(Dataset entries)
########

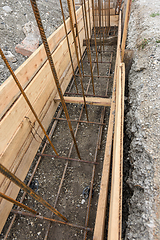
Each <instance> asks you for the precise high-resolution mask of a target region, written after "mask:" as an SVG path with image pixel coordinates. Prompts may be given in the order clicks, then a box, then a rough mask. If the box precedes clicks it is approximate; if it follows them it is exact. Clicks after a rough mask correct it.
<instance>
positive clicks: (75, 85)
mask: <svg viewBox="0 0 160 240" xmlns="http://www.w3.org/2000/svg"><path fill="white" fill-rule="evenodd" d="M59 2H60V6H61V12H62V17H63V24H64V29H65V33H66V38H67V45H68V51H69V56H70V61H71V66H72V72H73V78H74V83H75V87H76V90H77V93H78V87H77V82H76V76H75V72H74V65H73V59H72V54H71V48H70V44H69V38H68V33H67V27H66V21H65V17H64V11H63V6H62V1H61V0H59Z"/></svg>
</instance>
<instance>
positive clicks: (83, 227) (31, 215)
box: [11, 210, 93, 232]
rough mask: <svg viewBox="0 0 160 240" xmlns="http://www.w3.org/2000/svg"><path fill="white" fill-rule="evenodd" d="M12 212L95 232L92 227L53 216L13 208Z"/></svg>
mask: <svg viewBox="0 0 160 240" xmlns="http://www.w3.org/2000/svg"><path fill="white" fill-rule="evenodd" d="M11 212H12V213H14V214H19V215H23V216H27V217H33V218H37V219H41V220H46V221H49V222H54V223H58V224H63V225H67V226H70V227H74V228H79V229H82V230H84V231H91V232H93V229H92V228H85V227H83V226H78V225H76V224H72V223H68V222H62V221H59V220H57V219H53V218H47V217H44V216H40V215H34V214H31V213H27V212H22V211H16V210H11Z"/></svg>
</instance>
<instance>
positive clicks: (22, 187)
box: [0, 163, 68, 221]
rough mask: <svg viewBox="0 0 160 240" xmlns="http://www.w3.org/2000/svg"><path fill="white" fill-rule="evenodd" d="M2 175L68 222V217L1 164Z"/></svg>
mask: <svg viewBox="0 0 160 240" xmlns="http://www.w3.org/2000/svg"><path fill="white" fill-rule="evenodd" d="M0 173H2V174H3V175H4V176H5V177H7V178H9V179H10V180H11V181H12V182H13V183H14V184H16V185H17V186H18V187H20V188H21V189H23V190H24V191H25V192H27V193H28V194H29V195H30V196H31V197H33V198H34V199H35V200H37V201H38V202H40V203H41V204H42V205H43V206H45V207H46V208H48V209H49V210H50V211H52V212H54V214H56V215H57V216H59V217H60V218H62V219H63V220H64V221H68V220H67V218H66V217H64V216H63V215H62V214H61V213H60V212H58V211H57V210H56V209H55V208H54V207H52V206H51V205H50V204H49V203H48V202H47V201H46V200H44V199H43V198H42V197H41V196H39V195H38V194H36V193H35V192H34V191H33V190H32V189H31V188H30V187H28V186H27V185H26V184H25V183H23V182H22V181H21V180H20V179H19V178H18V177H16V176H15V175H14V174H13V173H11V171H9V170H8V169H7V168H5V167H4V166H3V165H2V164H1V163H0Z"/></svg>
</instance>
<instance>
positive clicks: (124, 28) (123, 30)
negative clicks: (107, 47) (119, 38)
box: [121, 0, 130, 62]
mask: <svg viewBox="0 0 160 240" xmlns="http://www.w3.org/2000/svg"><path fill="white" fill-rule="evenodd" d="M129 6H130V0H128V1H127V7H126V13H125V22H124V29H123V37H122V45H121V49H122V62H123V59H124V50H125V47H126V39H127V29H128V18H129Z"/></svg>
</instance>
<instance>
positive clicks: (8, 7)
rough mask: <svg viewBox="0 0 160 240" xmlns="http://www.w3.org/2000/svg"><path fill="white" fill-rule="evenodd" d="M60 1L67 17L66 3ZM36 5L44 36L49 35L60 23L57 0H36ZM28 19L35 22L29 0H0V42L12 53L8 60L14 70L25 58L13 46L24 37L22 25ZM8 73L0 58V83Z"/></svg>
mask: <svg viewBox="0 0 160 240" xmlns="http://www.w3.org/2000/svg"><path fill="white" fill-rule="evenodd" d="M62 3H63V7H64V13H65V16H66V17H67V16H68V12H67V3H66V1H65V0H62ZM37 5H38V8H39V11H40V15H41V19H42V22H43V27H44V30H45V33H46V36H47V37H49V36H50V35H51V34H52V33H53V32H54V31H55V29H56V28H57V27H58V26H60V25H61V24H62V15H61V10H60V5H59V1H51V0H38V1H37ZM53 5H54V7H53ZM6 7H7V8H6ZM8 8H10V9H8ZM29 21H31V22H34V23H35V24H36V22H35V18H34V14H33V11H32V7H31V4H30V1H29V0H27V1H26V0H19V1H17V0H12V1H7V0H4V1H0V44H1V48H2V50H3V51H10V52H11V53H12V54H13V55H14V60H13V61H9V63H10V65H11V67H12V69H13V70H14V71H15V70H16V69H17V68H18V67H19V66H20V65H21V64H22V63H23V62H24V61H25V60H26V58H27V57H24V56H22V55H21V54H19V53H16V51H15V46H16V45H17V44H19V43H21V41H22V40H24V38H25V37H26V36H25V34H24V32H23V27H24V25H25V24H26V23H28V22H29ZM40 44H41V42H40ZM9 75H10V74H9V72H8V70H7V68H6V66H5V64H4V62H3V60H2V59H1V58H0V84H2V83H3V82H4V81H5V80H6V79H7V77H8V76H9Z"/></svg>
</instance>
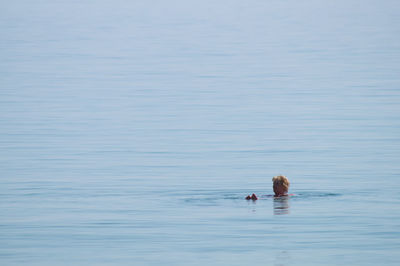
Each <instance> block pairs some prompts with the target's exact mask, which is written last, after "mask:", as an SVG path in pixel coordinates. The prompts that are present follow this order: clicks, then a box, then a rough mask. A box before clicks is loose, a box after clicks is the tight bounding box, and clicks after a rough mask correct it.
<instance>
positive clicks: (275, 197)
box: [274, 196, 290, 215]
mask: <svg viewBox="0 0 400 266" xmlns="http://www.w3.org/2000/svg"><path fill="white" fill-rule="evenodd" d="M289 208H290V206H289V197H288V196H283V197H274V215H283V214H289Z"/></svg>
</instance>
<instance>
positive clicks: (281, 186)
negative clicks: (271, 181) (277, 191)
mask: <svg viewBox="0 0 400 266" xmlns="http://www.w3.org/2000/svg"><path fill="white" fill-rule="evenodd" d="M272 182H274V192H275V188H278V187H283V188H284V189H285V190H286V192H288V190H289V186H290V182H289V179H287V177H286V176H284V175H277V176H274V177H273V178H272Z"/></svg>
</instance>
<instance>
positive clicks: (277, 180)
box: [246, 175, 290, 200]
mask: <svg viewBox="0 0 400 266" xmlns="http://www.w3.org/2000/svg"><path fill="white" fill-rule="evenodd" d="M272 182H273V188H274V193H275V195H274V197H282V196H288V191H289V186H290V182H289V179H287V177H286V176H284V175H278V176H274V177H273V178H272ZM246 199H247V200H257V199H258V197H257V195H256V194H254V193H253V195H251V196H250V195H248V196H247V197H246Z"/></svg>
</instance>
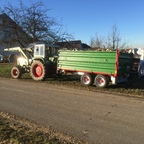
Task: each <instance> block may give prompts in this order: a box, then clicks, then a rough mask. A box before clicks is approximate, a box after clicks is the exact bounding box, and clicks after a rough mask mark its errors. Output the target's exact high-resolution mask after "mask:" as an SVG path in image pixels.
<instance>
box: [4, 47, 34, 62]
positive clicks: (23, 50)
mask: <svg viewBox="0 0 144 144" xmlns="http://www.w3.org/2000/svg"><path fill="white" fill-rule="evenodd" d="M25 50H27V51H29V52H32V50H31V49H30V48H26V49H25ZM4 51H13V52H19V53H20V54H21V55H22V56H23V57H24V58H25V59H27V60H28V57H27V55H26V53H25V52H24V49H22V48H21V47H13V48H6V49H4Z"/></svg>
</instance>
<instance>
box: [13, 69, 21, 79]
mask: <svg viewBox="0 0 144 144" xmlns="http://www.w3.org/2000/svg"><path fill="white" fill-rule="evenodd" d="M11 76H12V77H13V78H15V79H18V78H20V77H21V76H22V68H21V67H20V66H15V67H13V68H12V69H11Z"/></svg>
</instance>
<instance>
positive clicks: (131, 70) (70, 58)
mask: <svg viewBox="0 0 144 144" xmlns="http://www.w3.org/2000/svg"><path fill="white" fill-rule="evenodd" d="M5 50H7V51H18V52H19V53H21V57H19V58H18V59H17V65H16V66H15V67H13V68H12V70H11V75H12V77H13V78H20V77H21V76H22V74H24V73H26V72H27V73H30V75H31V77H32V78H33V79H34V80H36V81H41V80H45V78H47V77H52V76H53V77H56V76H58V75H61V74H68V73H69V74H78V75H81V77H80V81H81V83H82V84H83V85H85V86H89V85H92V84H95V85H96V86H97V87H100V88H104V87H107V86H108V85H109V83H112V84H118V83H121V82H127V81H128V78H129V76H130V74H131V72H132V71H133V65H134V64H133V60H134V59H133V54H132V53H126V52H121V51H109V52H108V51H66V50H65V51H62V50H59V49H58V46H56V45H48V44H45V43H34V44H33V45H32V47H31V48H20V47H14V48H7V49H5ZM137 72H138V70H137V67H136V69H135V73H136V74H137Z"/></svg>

########

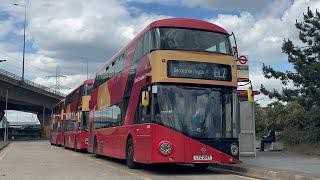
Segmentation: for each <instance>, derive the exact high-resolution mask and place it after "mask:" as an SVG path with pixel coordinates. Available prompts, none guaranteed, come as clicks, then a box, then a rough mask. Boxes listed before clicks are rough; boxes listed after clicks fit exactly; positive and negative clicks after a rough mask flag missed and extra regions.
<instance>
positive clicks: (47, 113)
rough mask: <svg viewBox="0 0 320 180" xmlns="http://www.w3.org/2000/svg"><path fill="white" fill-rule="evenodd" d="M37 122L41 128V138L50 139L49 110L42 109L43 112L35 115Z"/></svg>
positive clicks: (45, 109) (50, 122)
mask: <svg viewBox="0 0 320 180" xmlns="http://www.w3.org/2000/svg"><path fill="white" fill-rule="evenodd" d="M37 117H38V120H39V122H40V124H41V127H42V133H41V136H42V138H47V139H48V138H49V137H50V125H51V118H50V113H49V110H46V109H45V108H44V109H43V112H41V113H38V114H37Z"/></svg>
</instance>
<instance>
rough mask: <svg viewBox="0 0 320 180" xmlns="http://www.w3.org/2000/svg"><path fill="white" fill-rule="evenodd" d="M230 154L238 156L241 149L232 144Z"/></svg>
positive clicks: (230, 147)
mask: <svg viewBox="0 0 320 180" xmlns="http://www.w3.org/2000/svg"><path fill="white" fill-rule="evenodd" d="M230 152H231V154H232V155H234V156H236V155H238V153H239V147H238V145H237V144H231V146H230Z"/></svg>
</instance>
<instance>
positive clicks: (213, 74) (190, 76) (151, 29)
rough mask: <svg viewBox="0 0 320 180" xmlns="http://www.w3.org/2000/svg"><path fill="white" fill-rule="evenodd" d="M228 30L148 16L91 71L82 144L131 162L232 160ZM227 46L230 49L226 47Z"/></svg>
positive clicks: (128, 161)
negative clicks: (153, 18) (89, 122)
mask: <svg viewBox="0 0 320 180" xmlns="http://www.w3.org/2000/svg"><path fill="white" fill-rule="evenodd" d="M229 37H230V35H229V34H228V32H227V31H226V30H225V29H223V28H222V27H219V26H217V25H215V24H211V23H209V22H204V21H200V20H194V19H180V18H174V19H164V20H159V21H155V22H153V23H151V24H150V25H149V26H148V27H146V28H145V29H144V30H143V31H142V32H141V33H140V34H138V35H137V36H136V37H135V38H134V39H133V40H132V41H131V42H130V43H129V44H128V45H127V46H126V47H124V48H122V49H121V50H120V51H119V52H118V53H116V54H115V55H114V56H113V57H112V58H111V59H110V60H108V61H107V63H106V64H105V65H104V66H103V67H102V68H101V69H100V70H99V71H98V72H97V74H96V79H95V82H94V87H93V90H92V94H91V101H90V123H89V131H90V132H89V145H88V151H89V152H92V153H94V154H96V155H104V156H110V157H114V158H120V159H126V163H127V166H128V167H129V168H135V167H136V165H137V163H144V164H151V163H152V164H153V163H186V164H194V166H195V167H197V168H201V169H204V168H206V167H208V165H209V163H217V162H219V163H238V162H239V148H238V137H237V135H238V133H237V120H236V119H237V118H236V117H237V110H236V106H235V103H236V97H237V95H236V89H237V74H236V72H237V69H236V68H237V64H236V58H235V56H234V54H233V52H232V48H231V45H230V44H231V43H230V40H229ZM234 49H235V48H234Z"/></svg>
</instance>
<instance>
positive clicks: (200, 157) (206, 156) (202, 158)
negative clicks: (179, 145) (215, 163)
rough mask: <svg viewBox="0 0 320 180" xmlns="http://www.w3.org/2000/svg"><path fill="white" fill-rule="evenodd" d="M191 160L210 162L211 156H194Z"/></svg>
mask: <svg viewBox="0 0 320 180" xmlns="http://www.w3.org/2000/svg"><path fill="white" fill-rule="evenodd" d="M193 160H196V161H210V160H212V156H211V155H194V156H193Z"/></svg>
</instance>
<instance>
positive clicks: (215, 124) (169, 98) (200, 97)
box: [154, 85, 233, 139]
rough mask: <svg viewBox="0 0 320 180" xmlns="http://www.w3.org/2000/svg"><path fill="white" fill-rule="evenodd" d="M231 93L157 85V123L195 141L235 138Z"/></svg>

########

Directions
Find every line in the items above that contains the word "image", and copy each of those lines in full.

Exercise output
Each <instance> asks you for the precise high-resolution mask of a target region, written after "mask:" as an SVG path with image pixel coordinates. Prompts may be given in the order clicks, then a box, then a rough mask. If the box precedes clicks it is approximate; if it follows them it is exact. Clicks after a rough mask correct it.
Task: each <instance> block may give prompts in this order: a box, then clicks, then a rough mask. A box before clicks is approximate, a box after clicks is the exact bounding box, and clicks after a rough mask mark its errors. Output the target's exact high-resolution mask after "mask:" as an SVG path in image pixels.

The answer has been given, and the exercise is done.